====== Selected excerpt ======

Tsarnaev is charged with killing two women and an 8-year-old boy and injuring 260 others with homemade bombs left in
crowds near the marathon’s finish line. The April 15 bombing was
the first deadly terrorist attack in the U.S. since Sept. 11,
2001.
The request to hire Bruck was made by Tsarnaev’s current
death-penalty lawyer, Judy Clarke, who has represented murder
and terrorism convicts including “Unabomber” Ted Kaczynski and
1996 Olympics bomber Eric Rudolph. Both men received life
sentences after Clarke arranged plea deals to avoid capital
punishment.
Clarke said in court papers filed July 15 that the marathon
bombing defense is too complex for one specialist. She didn’t
return a call seeking comment on the ruling.
Tsarnaev, an ethnic Chechen who’s now a U.S. citizen, was
inspired by al-Qaeda and motivated by the U.S. military’s
killing of Muslim civilians, according to prosecutors. Tsarnaev
pleaded not guilty on July 10 to 30 counts, including claims he
shot to death a university police officer in the days after the
attack.

======

Required actions >>
[A] Can you reproduce, word for word, the passage of the marathon bombing excerpt between "The request to" and "on the ruling.", inclusive?
[B] Answer these from the marathon bombing excerpt:
(i) How many people were injured by the bombs near the finish line?
(ii) Who is Tsarnaev's current death-penalty lawyer?
(iii) On what date did Tsarnaev plead not guilty, and to how many counts?

====== Records ======

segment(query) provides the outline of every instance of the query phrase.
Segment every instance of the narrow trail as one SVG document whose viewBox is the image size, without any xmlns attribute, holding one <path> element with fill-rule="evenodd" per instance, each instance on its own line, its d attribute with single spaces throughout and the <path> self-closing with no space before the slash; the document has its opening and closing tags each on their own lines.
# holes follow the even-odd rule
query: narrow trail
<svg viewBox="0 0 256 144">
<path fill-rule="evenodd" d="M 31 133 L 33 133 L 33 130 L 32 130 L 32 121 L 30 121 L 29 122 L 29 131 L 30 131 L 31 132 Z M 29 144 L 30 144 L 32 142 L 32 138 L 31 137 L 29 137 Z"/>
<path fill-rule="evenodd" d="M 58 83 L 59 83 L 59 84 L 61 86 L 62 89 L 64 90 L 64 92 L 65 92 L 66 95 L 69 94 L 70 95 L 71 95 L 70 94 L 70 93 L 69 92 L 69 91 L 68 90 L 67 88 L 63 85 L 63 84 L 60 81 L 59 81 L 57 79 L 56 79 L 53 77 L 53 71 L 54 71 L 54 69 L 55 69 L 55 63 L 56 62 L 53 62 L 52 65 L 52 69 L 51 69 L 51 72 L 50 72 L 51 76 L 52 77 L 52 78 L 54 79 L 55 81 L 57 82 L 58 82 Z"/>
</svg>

======
====== Records ======

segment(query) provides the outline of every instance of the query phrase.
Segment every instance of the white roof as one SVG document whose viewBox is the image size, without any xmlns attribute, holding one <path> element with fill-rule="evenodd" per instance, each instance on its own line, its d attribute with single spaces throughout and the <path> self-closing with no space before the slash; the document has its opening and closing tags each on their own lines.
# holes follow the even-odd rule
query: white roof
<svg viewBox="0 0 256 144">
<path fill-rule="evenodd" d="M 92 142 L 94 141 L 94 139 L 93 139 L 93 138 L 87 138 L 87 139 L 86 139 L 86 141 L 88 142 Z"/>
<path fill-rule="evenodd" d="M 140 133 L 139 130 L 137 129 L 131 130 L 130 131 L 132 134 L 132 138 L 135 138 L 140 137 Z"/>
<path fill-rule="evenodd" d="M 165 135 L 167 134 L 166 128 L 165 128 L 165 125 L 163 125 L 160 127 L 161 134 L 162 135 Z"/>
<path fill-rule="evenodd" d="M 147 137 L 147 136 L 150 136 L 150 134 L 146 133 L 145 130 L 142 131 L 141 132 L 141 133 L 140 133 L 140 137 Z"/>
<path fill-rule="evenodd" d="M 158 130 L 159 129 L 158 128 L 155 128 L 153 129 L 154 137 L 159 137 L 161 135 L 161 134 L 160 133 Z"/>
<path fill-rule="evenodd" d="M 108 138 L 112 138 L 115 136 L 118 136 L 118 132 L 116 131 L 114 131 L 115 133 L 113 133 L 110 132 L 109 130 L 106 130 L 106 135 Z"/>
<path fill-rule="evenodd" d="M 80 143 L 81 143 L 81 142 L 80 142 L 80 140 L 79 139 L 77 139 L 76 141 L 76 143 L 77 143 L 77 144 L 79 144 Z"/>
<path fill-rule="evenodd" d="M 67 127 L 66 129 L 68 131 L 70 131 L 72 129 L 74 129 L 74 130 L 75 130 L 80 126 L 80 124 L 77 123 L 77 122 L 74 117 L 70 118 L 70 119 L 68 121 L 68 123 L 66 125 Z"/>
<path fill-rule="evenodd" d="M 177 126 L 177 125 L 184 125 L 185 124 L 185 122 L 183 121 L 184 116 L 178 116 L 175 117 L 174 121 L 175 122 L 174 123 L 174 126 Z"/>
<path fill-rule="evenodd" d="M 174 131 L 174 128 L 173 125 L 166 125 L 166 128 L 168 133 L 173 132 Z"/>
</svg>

======

Solutions below >>
[A]
The request to hire Bruck was made by Tsarnaev’s current
death-penalty lawyer, Judy Clarke, who has represented murder
and terrorism convicts including “Unabomber” Ted Kaczynski and
1996 Olympics bomber Eric Rudolph. Both men received life
sentences after Clarke arranged plea deals to avoid capital
punishment.
Clarke said in court papers filed July 15 that the marathon
bombing defense is too complex for one specialist. She didn’t
return a call seeking comment on the ruling.

[B]
(i) 260
(ii) Judy Clarke
(iii) July 10, to 30 counts